## What to work on
Repeat every record below exactly as it appears.

### Records for processing

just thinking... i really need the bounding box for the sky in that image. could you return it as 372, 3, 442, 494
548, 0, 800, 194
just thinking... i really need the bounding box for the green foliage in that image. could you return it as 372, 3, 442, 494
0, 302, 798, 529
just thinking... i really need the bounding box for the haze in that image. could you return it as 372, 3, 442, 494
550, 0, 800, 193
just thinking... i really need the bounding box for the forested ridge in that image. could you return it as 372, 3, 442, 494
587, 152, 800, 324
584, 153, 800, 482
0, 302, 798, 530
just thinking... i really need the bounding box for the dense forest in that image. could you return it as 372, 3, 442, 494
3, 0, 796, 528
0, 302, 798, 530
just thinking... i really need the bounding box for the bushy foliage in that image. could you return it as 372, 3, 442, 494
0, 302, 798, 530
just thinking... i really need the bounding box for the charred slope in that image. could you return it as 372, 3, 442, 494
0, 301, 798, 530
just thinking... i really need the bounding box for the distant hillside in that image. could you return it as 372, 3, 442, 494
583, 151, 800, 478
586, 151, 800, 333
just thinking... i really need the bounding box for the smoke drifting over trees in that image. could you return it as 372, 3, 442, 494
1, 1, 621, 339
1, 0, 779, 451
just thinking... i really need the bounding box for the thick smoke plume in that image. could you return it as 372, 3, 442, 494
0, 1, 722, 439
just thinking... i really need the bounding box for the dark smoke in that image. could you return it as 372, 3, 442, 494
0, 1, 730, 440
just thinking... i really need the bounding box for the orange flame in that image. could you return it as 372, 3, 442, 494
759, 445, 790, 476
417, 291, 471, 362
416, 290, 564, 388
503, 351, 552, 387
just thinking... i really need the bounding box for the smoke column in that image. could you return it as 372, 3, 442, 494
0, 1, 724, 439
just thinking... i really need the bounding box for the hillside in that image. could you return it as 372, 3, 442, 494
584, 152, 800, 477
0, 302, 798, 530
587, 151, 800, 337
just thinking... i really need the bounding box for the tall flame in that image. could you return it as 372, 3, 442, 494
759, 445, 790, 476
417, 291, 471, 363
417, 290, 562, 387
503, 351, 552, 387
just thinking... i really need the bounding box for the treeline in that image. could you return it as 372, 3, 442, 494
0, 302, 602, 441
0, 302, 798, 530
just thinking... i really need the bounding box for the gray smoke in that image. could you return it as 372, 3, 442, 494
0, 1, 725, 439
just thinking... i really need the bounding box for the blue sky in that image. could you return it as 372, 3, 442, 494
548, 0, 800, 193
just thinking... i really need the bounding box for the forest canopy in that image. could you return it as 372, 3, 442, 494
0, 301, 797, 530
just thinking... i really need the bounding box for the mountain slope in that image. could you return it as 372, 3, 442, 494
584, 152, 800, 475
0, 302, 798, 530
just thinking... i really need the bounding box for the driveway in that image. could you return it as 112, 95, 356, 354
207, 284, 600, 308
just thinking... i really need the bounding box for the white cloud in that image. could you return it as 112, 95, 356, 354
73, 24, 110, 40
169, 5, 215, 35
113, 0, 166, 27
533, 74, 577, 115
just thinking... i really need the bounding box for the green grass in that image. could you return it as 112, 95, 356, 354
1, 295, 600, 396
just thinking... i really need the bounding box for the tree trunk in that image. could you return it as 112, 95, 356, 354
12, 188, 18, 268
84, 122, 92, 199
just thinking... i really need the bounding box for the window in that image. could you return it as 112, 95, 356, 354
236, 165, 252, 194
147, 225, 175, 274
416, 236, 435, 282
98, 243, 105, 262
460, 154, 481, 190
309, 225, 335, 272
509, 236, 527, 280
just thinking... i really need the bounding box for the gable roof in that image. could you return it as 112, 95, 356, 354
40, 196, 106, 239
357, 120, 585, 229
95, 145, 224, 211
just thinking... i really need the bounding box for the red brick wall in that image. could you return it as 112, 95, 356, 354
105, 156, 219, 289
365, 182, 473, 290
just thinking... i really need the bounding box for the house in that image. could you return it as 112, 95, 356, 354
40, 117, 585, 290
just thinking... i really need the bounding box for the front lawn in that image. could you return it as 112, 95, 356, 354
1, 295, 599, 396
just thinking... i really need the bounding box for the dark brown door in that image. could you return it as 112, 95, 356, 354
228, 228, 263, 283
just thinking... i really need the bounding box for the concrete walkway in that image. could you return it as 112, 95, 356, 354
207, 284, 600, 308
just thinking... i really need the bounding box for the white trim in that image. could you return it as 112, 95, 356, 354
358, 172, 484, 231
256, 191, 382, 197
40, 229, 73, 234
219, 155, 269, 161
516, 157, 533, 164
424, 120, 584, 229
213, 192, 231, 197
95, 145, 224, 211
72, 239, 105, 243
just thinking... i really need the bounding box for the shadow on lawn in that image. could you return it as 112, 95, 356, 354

######

## Result of this task
just thinking... i really need the bounding box for the sky in that image. could you return it as 372, 3, 442, 494
548, 0, 800, 194
just thinking... i really need the bounding box for the green foliage in that image. could you return it as 372, 3, 442, 494
0, 302, 798, 529
just thinking... i really need the bounding box for the haze in that image. could you return it as 372, 3, 442, 494
550, 0, 800, 193
just thinking... i really need the bounding box for the forested ridge in that image. could you return it as 372, 3, 442, 494
587, 152, 800, 324
584, 153, 800, 482
0, 302, 798, 530
just thinking... i really need the bounding box for the dense forest in that image. could you return it as 372, 3, 442, 494
3, 0, 796, 528
0, 302, 798, 530
just thinking... i really need the bounding box for the bushy foliage in that image. could you return it as 372, 3, 442, 494
0, 302, 798, 530
just thinking... i really need the bounding box for the charred slope in that image. could you return it as 372, 3, 442, 494
0, 301, 798, 530
just thinking... i really need the bounding box for the distant hillside in that image. could you return it as 372, 3, 442, 494
583, 151, 800, 478
586, 151, 800, 333
just thinking... i really need the bounding box for the smoke drifting over trees in that image. could you return it as 372, 3, 442, 494
1, 1, 621, 339
1, 0, 779, 451
just thinking... i really need the bounding box for the thick smoke plume in that image. could you return it as 372, 3, 442, 494
0, 1, 722, 439
just thinking... i really need the bounding box for the dark smoke in that image. could you return it as 372, 3, 442, 494
0, 1, 730, 440
just thinking... i really need the bounding box for the orange flame in that image. could you return it as 372, 3, 442, 494
759, 445, 790, 476
417, 291, 471, 362
416, 290, 564, 388
503, 351, 552, 387
just thinking... i really need the bounding box for the smoke column in that image. could you return it as 372, 3, 442, 494
0, 1, 724, 439
just thinking... i really need the bounding box for the hillside in that image. could you return it as 372, 3, 442, 494
584, 152, 800, 477
0, 302, 798, 530
587, 151, 800, 337
just thinking... i really need the bounding box for the tall flame in that image. could you return it as 372, 3, 442, 494
759, 445, 790, 476
417, 291, 471, 363
417, 290, 562, 387
503, 351, 552, 387
just thinking... i really need the bounding box for the treeline in that image. could you return it as 372, 3, 442, 494
0, 302, 602, 441
0, 302, 798, 530
just thinking... i really need the bounding box for the gray smoke in that image. could you return it as 372, 3, 442, 494
0, 1, 725, 439
just thinking... i really need the bounding box for the blue sky in that image. could you return it as 372, 3, 442, 494
548, 0, 800, 193
just thinking... i really need the bounding box for the forest canopy in that image. could you return it as 372, 3, 442, 494
0, 301, 797, 530
just thinking... i really need the bounding box for the mountain slope in that image. could you return it as 372, 3, 442, 494
584, 152, 800, 475
0, 302, 798, 530
just thinking... i really need the bounding box for the driveway in that image. could you return it as 112, 95, 356, 354
207, 284, 600, 308
just thinking... i really need the bounding box for the white cloud in that image. could you return it as 112, 95, 356, 354
73, 24, 110, 40
169, 5, 215, 35
113, 0, 166, 27
533, 74, 577, 115
just thinking... i really need the bounding box for the green grass in that image. could you return it as 112, 95, 356, 354
1, 295, 600, 396
just thinking... i really need the bounding box for the tree trunk in that image. could you return it as 112, 95, 356, 354
12, 188, 18, 268
84, 122, 92, 199
just thinking... i really need the bounding box for the window in that image. could you return it as 112, 95, 356, 354
236, 165, 252, 194
147, 225, 175, 274
416, 236, 435, 282
98, 243, 105, 262
460, 154, 481, 190
309, 225, 335, 272
509, 236, 527, 280
just thinking... i really need the bounding box for the gable roof in that image. could you return it as 112, 95, 356, 354
40, 196, 106, 239
357, 120, 585, 229
95, 145, 224, 211
just thinking... i really need the bounding box for the red brick wall in that image. could you return it as 112, 95, 356, 354
105, 156, 219, 289
365, 182, 473, 290
just thinking... i really need the bounding box for the house in that image. could you return it as 112, 95, 356, 354
40, 117, 585, 290
just thinking... i really need the bounding box for the front lawn in that image. could you return it as 112, 95, 356, 354
1, 295, 599, 396
just thinking... i really need the bounding box for the dark brown door in that image. could you return it as 112, 95, 356, 354
228, 228, 263, 283
just thinking... i really need the bounding box for the concrete walkway in that image. could you return it as 112, 95, 356, 354
207, 284, 600, 308
just thinking... i really need the bounding box for the white trim in that image. could you return it as 112, 95, 356, 354
358, 172, 484, 231
256, 191, 382, 197
40, 229, 73, 234
219, 155, 269, 161
516, 157, 533, 164
424, 120, 584, 229
213, 192, 231, 197
95, 145, 224, 211
72, 239, 105, 243
just thinking... i really need the bounding box for the shadow on lawn in that image. could you return it as 112, 95, 356, 354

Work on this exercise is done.